Exclude every picture and return the remaining entries below verbatim.

Referring expression data
###
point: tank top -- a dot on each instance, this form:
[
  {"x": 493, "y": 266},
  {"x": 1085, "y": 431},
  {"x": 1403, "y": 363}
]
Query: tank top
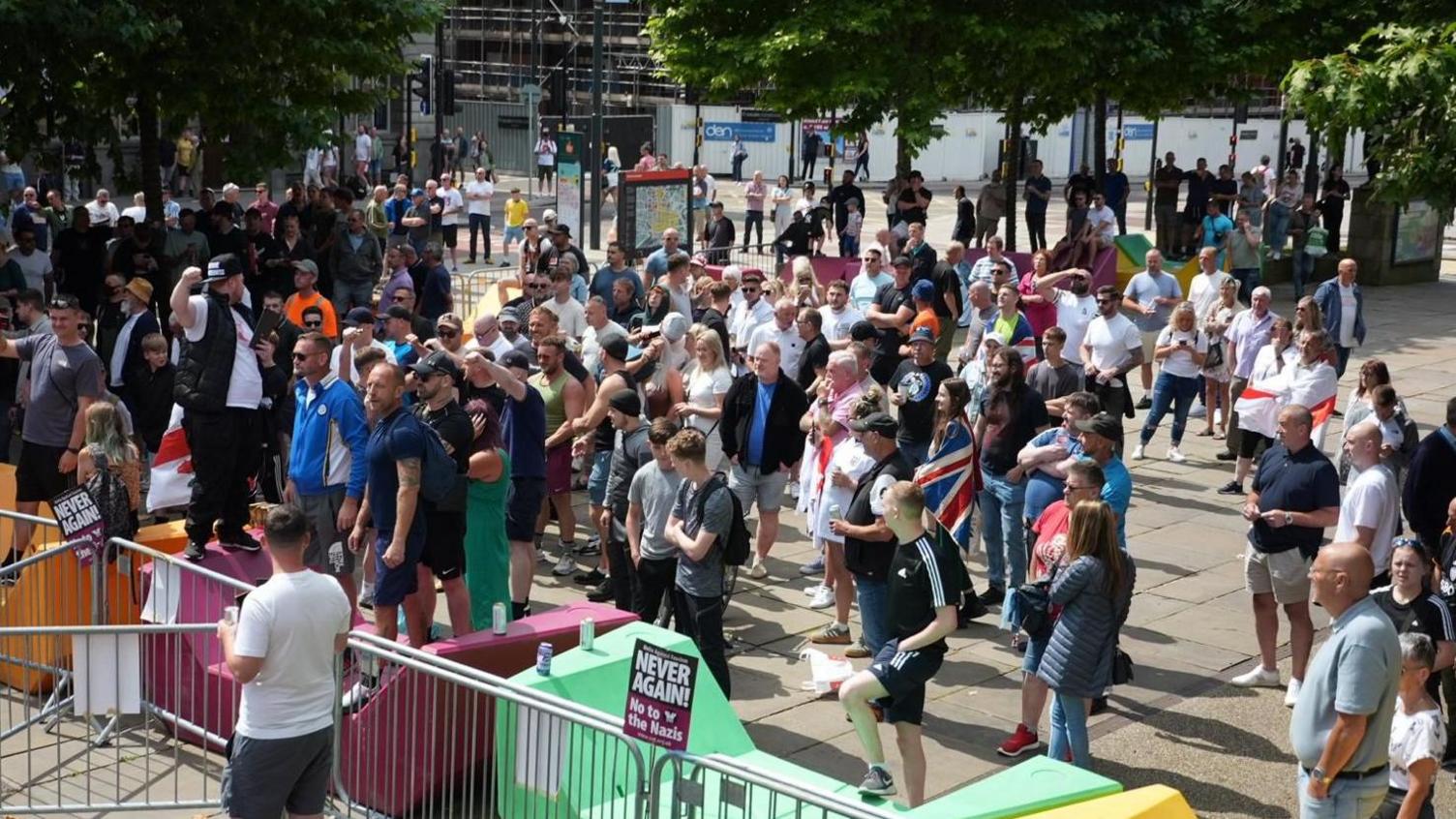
###
## Exercise answer
point: tank top -- a dot on each instance, this form:
[
  {"x": 493, "y": 266},
  {"x": 1085, "y": 431},
  {"x": 1403, "y": 363}
]
Query: tank top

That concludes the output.